═══ EXTRACT PROVIDED ═══
GPQA Diamond & MMLU-Pro
GPQA Diamond 0.379 and MMLU-Pro 0.502 are below frontier models (35-50pp). Reason: V4's graduate-level physics, chemistry, biology expert training data is insufficient. V4.1 roadmap plans an academic data sourcing programme with Turkish universities.
Multimodal Capabilities First Release
MMMU 0.533, MathVista 0.341, ChartQA 0.677 — 20-40pp behind frontier vision models. V4.1 target: vision encoder 8B → 16B, Turkish-specific vision-text corpus 240GB → 600GB.
Latency 2-3× Frontier
V4 average 9.55s, p95 32.77s. Frontier models 3-5s average, p95 8-12s. Reason: vision encoder overhead, cross-modal projection, multimodal safety filter.
Multimodal Safety Filter False-Positive
10-15% in V4.0.0; reduced to 2% in V4.0.1 via active calibration.
V4.1 → V4.2 → V5: concrete improvement targets
V4.1
2026/Q4- Vision encoder 8B → 16B parameters, 24 → 32 layers
- Turkish-specific vision-text corpus 240 GB → 600 GB
- MMLU-Pro target: 0.50 → 0.65
- GPQA Diamond target: 0.38 → 0.55
- Latency: avg 9.55s → 4s, p95 32.77s → 15s
V4.2
2027/Q1- Multi-image mode (up to 8 images per request)
- Video acceptance (2 FPS frame-sampling for 60s clips)
- Speech-to-text integration (sovereign ASR)
V5
2027/Q3- Heterogeneous AI accelerators (GPU + ASIC + FPGA)
- Hierarchical MoE (H-MoE)
- Continual learning (Elastic Replay Buffer)
═══ ENTRIES PROVIDED ═══
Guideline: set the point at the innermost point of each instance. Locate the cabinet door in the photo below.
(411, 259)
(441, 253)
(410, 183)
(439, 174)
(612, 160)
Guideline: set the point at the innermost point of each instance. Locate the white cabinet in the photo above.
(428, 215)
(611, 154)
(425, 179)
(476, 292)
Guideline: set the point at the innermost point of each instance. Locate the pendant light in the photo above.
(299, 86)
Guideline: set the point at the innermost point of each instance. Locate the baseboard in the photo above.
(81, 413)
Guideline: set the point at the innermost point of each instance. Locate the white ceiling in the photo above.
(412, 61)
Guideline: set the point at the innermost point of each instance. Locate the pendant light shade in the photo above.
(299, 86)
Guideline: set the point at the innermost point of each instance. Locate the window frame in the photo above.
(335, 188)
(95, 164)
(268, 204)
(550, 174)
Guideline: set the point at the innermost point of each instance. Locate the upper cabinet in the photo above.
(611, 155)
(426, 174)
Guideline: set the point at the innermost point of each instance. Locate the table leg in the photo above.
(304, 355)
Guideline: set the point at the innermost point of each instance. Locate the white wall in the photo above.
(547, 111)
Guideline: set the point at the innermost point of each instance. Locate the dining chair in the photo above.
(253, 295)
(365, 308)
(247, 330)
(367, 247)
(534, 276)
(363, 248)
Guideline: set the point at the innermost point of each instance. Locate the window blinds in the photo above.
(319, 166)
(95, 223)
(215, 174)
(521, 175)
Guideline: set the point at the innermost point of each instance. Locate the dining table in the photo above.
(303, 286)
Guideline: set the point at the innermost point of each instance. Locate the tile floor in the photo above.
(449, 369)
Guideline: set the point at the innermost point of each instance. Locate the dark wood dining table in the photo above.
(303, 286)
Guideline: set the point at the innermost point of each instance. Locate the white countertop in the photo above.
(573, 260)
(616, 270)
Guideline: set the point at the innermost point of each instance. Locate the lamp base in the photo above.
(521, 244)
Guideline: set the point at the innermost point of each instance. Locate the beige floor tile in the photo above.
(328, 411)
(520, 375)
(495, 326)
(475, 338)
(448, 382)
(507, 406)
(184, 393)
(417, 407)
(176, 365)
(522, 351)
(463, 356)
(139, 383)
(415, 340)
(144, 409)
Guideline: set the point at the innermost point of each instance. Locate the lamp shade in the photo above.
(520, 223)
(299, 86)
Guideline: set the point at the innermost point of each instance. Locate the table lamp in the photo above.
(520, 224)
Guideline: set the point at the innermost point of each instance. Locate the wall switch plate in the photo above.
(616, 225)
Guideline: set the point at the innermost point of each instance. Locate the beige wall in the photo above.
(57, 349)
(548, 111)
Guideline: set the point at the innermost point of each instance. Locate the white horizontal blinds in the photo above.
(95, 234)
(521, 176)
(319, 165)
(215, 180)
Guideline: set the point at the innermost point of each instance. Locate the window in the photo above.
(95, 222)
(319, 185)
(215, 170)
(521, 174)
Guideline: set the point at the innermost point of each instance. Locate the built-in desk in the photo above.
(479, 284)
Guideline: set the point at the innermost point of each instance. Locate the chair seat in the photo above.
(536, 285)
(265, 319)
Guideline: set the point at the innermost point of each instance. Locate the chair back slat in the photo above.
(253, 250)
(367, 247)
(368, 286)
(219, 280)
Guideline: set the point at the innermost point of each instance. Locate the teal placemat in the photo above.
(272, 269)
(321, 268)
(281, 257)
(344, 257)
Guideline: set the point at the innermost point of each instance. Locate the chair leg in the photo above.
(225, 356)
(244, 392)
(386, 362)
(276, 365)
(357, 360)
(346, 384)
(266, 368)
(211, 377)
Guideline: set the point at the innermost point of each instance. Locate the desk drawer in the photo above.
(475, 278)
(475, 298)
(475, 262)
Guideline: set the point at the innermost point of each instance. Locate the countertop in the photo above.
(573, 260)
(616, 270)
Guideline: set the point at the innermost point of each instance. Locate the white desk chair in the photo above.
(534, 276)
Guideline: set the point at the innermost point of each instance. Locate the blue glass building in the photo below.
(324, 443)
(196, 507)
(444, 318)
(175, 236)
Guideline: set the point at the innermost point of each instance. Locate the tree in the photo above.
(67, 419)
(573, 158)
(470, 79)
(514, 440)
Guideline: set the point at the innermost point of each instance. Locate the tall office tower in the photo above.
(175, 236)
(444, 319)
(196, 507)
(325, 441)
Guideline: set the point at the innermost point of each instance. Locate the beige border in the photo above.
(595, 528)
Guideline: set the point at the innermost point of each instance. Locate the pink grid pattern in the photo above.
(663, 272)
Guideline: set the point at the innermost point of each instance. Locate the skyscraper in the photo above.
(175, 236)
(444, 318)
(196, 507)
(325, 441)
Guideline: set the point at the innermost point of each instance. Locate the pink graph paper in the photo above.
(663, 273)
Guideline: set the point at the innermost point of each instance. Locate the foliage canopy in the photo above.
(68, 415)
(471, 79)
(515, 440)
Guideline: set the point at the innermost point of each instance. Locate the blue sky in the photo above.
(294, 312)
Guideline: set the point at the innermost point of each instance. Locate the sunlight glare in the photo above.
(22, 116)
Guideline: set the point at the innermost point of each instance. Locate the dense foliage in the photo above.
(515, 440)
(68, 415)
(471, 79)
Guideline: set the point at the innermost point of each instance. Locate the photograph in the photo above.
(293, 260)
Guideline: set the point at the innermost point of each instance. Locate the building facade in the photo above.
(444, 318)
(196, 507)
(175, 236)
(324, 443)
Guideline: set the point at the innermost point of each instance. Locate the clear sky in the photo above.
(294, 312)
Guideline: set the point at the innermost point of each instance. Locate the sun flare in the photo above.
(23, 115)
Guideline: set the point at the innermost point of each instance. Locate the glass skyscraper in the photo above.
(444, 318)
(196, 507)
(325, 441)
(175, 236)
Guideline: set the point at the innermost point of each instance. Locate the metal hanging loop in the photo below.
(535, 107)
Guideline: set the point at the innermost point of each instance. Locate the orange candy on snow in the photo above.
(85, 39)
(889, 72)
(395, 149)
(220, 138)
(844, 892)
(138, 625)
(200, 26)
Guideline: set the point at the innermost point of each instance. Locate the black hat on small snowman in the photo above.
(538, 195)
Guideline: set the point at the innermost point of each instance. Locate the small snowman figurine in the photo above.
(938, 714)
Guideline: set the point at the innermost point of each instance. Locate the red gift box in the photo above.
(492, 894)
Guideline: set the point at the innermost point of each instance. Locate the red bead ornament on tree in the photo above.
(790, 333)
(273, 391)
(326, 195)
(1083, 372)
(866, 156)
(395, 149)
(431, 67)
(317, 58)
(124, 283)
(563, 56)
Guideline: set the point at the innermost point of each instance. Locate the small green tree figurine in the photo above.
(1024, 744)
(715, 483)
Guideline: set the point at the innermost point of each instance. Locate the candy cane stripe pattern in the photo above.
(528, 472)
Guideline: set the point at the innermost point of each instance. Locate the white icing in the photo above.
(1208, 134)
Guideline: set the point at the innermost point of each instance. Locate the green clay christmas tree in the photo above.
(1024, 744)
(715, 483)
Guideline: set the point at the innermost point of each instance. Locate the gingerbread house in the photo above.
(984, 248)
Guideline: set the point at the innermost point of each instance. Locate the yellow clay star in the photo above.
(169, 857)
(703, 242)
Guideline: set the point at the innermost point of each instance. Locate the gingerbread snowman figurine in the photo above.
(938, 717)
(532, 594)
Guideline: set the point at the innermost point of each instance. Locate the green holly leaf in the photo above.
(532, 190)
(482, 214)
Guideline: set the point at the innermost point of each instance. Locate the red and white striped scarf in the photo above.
═══
> **EXERCISE BRIEF**: Continue the page on the V4 model's limitations and V4.1–V5 roadmap from the point where it stops.

> **OUTPUT OF THE TASK**:
- Full post-quantum compliance
Audit-ready, modular open-sourcing
Training pipeline, HBM/CCW references, vision encoder and cross-modal projection — to be open-sourced step by step. Excluding PII redaction, the full pipeline is open to academic audit from Q3 2026.
| Component | License | Release |
|---|---|---|
| Training pipeline | Apache-2.0 | 2026/Q3 |
| HBM/CCW reference | AGPL-3.0 | 2026/Q4 |
| Vision encoder reference | AGPL-3.0 | 2027/Q1 |
| Cross-modal projection | AGPL-3.0 | 2027/Q1 |
| Router-Bus & Adapter API | MPL-2.0 | 2026/Q4 |
| Benchmark infrastructure | MIT | 2026/Q3 |
A proof of sovereign science
AIGENCY V4 is the direct successor — with multimodal capability — of the fully sovereign AI family that eCloud Yazilim Teknolojileri started with V3. The evaluation conducted on 27 April 2026 with 13,344 real API calls and reported with Wilson 95% confidence intervals clearly establishes V4's position in the global landscape.
It demonstrates that a sovereign AI model designed for Turkish — globally competitive and fully independent — is technically feasible, runs reliably in production, and can be verified through transparent evaluation.